→ Work order:
Reproduce the entries verbatim; no pictures.

→ Data in this exercise:
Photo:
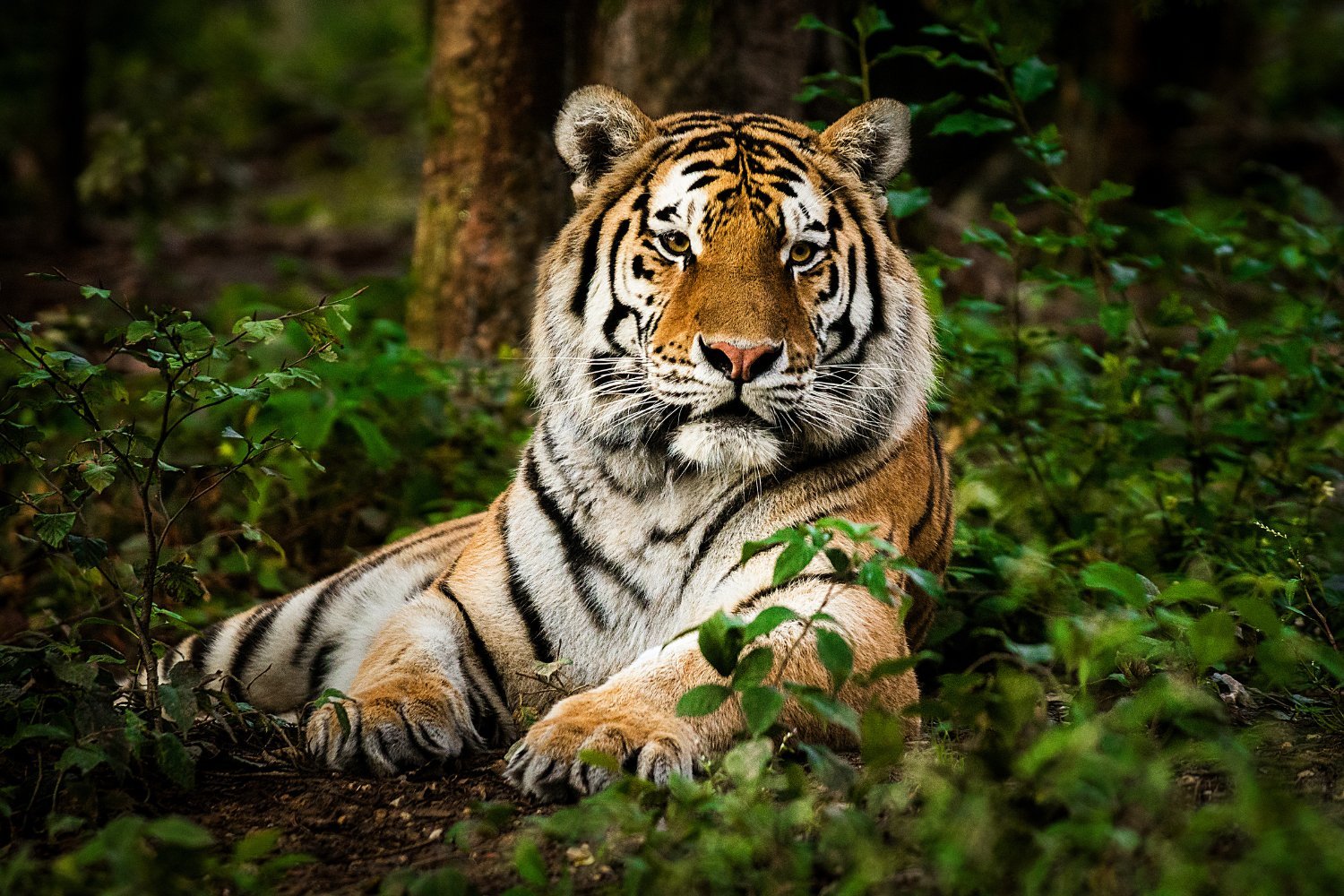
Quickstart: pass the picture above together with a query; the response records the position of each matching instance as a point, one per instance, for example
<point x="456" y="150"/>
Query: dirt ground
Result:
<point x="359" y="831"/>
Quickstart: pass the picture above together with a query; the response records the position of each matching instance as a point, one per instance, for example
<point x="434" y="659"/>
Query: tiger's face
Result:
<point x="728" y="293"/>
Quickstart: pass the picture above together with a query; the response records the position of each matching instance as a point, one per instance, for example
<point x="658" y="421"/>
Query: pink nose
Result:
<point x="741" y="363"/>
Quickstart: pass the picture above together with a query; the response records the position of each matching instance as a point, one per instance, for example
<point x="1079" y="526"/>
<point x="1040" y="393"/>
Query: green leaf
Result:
<point x="902" y="203"/>
<point x="99" y="476"/>
<point x="882" y="739"/>
<point x="825" y="707"/>
<point x="753" y="668"/>
<point x="86" y="552"/>
<point x="782" y="536"/>
<point x="892" y="668"/>
<point x="1032" y="78"/>
<point x="871" y="21"/>
<point x="873" y="575"/>
<point x="174" y="761"/>
<point x="260" y="331"/>
<point x="53" y="528"/>
<point x="81" y="756"/>
<point x="73" y="670"/>
<point x="1120" y="581"/>
<point x="761" y="707"/>
<point x="809" y="22"/>
<point x="530" y="864"/>
<point x="599" y="759"/>
<point x="702" y="700"/>
<point x="970" y="123"/>
<point x="140" y="331"/>
<point x="1109" y="191"/>
<point x="1212" y="638"/>
<point x="720" y="641"/>
<point x="179" y="831"/>
<point x="836" y="656"/>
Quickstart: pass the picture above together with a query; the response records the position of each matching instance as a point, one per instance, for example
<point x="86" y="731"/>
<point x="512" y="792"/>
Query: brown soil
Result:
<point x="359" y="831"/>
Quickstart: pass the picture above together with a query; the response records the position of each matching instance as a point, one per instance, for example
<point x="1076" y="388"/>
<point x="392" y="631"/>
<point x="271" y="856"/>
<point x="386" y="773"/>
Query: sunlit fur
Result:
<point x="650" y="465"/>
<point x="745" y="188"/>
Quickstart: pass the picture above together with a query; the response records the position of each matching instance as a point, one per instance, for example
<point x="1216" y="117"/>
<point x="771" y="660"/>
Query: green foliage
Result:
<point x="1145" y="497"/>
<point x="1144" y="405"/>
<point x="147" y="462"/>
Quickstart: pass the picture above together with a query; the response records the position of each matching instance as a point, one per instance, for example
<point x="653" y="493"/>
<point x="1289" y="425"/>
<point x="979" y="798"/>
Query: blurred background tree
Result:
<point x="169" y="150"/>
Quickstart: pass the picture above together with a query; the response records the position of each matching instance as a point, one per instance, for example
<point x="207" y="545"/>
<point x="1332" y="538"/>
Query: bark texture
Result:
<point x="494" y="185"/>
<point x="495" y="191"/>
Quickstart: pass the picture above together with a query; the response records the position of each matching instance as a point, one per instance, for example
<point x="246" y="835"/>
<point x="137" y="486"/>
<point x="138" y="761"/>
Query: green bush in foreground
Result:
<point x="1147" y="505"/>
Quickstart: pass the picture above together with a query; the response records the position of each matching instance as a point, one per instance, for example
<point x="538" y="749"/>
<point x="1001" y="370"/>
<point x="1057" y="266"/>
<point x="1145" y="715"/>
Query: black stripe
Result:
<point x="755" y="598"/>
<point x="917" y="530"/>
<point x="704" y="164"/>
<point x="580" y="300"/>
<point x="523" y="600"/>
<point x="341" y="579"/>
<point x="263" y="619"/>
<point x="578" y="549"/>
<point x="875" y="293"/>
<point x="320" y="668"/>
<point x="202" y="645"/>
<point x="572" y="543"/>
<point x="621" y="230"/>
<point x="478" y="649"/>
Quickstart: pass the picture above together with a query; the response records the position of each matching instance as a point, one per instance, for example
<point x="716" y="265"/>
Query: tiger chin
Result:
<point x="726" y="343"/>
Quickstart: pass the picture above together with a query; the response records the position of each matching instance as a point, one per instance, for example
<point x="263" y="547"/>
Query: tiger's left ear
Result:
<point x="597" y="128"/>
<point x="871" y="140"/>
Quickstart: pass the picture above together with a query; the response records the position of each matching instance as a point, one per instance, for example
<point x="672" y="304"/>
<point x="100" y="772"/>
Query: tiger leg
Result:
<point x="632" y="716"/>
<point x="282" y="653"/>
<point x="424" y="694"/>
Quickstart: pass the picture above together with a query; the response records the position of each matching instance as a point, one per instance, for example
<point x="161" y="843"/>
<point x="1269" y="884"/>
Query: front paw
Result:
<point x="645" y="742"/>
<point x="400" y="726"/>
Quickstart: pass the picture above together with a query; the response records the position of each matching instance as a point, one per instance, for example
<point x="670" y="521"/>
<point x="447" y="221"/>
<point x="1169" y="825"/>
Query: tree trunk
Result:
<point x="494" y="190"/>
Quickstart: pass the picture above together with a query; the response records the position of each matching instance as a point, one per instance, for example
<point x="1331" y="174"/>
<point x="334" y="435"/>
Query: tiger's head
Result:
<point x="726" y="293"/>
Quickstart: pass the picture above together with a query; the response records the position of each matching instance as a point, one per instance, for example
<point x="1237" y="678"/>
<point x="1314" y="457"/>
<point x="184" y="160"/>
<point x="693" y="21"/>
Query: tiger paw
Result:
<point x="644" y="742"/>
<point x="402" y="724"/>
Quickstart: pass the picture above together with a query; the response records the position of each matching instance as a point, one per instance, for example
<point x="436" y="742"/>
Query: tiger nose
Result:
<point x="741" y="363"/>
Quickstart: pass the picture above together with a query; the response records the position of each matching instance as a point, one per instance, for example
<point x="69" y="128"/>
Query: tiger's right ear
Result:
<point x="597" y="128"/>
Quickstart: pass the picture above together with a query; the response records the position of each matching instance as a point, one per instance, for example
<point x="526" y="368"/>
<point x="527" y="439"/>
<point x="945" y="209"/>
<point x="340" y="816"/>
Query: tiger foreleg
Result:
<point x="414" y="700"/>
<point x="633" y="719"/>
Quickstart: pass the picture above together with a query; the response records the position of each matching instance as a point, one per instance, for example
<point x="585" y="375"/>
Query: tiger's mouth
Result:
<point x="734" y="413"/>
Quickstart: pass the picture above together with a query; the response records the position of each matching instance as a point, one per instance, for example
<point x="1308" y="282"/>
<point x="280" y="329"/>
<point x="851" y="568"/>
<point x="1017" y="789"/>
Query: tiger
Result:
<point x="726" y="343"/>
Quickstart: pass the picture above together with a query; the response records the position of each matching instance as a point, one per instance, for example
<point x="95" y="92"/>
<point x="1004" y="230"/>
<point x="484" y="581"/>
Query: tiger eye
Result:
<point x="676" y="242"/>
<point x="801" y="253"/>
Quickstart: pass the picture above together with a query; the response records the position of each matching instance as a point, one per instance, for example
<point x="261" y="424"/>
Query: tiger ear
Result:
<point x="597" y="128"/>
<point x="871" y="140"/>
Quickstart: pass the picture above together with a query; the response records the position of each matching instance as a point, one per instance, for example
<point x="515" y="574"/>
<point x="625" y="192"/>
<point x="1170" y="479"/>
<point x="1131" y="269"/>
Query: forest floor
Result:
<point x="358" y="829"/>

→ Your response:
Photo:
Quickstart: pass the picture above together with a query; the response records the position of each matching instance as a point, one per instance, for example
<point x="456" y="150"/>
Query: dirt ground
Result:
<point x="359" y="831"/>
Quickstart: pass the picture above together with a query; the response records the position of each matching instance as a point, one per instance, for example
<point x="434" y="659"/>
Query: tiger's face
Result:
<point x="728" y="293"/>
Quickstart: pass the picture above together with a query; the response records the position of each matching instance as a point, one per instance, for example
<point x="658" y="421"/>
Query: pink nose
Result:
<point x="741" y="363"/>
Quickstart: pass the picture above together with a query; the response records the position of each matching instance as a point, one per instance, for example
<point x="1079" y="526"/>
<point x="1040" y="393"/>
Query: green leaf
Result:
<point x="902" y="203"/>
<point x="99" y="476"/>
<point x="882" y="739"/>
<point x="825" y="707"/>
<point x="753" y="668"/>
<point x="86" y="552"/>
<point x="782" y="536"/>
<point x="892" y="668"/>
<point x="1032" y="78"/>
<point x="871" y="21"/>
<point x="873" y="575"/>
<point x="174" y="761"/>
<point x="260" y="331"/>
<point x="53" y="528"/>
<point x="81" y="756"/>
<point x="73" y="670"/>
<point x="1120" y="581"/>
<point x="761" y="707"/>
<point x="809" y="22"/>
<point x="530" y="864"/>
<point x="599" y="759"/>
<point x="702" y="700"/>
<point x="970" y="123"/>
<point x="140" y="331"/>
<point x="1109" y="191"/>
<point x="1212" y="638"/>
<point x="720" y="641"/>
<point x="179" y="831"/>
<point x="836" y="656"/>
Quickstart: pass the picture above together with a query; the response records the position of each matching instance as a point, one per instance, for example
<point x="86" y="731"/>
<point x="512" y="792"/>
Query: brown soil
Result:
<point x="359" y="831"/>
Quickstart: pass the picture above together with a query; the response records the position of each matching instance as a point, one per instance, for example
<point x="1076" y="388"/>
<point x="392" y="631"/>
<point x="271" y="856"/>
<point x="386" y="773"/>
Query: sunlit fur
Result:
<point x="650" y="465"/>
<point x="745" y="188"/>
Quickstart: pass the picture above together with a query; the response records the position of each matching instance as a point, one per instance, for example
<point x="1216" y="117"/>
<point x="771" y="660"/>
Query: green foliage
Result:
<point x="1145" y="497"/>
<point x="1144" y="405"/>
<point x="147" y="462"/>
Quickstart: pass the picture above together with a query; the response records the position of each matching instance as a point, one per instance, for example
<point x="653" y="493"/>
<point x="1289" y="425"/>
<point x="979" y="798"/>
Query: blurred background tree
Result:
<point x="169" y="150"/>
Quickstart: pass the picture above together with a query; the response records the position of each matching instance as a point, one per instance, for example
<point x="207" y="545"/>
<point x="1332" y="538"/>
Query: bark texture
Result:
<point x="494" y="185"/>
<point x="495" y="191"/>
Quickstart: pass the picture above together with a query; the response records the position of each matching instance as a point, one per instance, for example
<point x="246" y="835"/>
<point x="137" y="486"/>
<point x="138" y="761"/>
Query: green bush in foreground
Result:
<point x="1147" y="505"/>
Quickstart: pass the picture above together with a query; the response records the position of each matching instance as a point, one per instance, for example
<point x="538" y="749"/>
<point x="1001" y="370"/>
<point x="1057" y="266"/>
<point x="1145" y="715"/>
Query: black stripe
Result:
<point x="755" y="598"/>
<point x="917" y="530"/>
<point x="704" y="164"/>
<point x="580" y="300"/>
<point x="523" y="600"/>
<point x="341" y="579"/>
<point x="263" y="619"/>
<point x="578" y="549"/>
<point x="875" y="293"/>
<point x="320" y="668"/>
<point x="202" y="645"/>
<point x="572" y="543"/>
<point x="621" y="230"/>
<point x="478" y="649"/>
Quickstart: pass the picture above together with a query; the response records the position of each matching instance as a point, one per instance, for example
<point x="716" y="265"/>
Query: tiger chin
Result:
<point x="726" y="343"/>
Quickstart: pass the picture above together with a query; the response records the position of each matching instance as a point, one per instance, for example
<point x="263" y="547"/>
Query: tiger's left ear
Result:
<point x="597" y="128"/>
<point x="871" y="140"/>
Quickstart: pass the picture above together with a query; the response records the position of each matching instance as a point, one per instance, for example
<point x="672" y="304"/>
<point x="100" y="772"/>
Query: tiger leg
Result:
<point x="632" y="716"/>
<point x="282" y="653"/>
<point x="424" y="694"/>
Quickstart: pass the picture above together with a query; the response records the position of each matching instance as a point, one per instance, for example
<point x="161" y="843"/>
<point x="1269" y="884"/>
Query: front paw
Result:
<point x="645" y="742"/>
<point x="400" y="726"/>
Quickstart: pass the picture above together with a query; the response records the position of each matching instance as a point, one per instance, for example
<point x="670" y="521"/>
<point x="447" y="221"/>
<point x="1169" y="825"/>
Query: tree trunk
Result:
<point x="494" y="190"/>
Quickstart: pass the picture above together with a query; the response records the position of each matching instance as a point, one per instance, for example
<point x="1331" y="174"/>
<point x="334" y="435"/>
Query: tiger's head
Result:
<point x="726" y="293"/>
Quickstart: pass the picture above together with a query; the response records the position of each matching instance as a point, one per instance, for example
<point x="1237" y="678"/>
<point x="1314" y="457"/>
<point x="184" y="160"/>
<point x="693" y="21"/>
Query: tiger paw
Result:
<point x="644" y="742"/>
<point x="402" y="724"/>
Quickstart: pass the picture above together with a query; the response records the position of each matching instance as a point, one per instance, for example
<point x="436" y="742"/>
Query: tiger nose
Result:
<point x="741" y="363"/>
Quickstart: pass the picture above together with a query; the response records the position of each matching instance as a point, one per instance, for example
<point x="69" y="128"/>
Query: tiger's right ear
Result:
<point x="597" y="128"/>
Quickstart: pass the picture above together with a query; the response records the position of each matching instance as a point, one per instance, for example
<point x="526" y="368"/>
<point x="527" y="439"/>
<point x="945" y="209"/>
<point x="340" y="816"/>
Query: tiger foreleg
Result:
<point x="414" y="700"/>
<point x="633" y="719"/>
Quickstart: pass the picture above together with a query; the response records the position of each matching instance as a point, one per instance, for example
<point x="585" y="375"/>
Query: tiger's mouth
Result:
<point x="734" y="413"/>
Quickstart: pass the picture above together with a query; the response records the position of each matching instance as a point, one per instance, for example
<point x="1308" y="282"/>
<point x="280" y="329"/>
<point x="851" y="568"/>
<point x="1017" y="789"/>
Query: tiger
Result:
<point x="726" y="343"/>
Quickstart: pass the picture above together with a query; the response records the position of each matching instance as a point, one per instance, for example
<point x="95" y="92"/>
<point x="1004" y="230"/>
<point x="484" y="581"/>
Query: tiger eye
Result:
<point x="676" y="242"/>
<point x="801" y="253"/>
Quickstart: pass the picture above together with a query; the response records the position of each matching instance as a point, one per instance, for example
<point x="261" y="424"/>
Query: tiger ear
Result:
<point x="597" y="128"/>
<point x="871" y="140"/>
Quickstart: pass the picture above together with a query; the response records the position of each matching instance as a point, one per instance, for example
<point x="515" y="574"/>
<point x="625" y="192"/>
<point x="1170" y="479"/>
<point x="1131" y="269"/>
Query: forest floor
Result:
<point x="358" y="829"/>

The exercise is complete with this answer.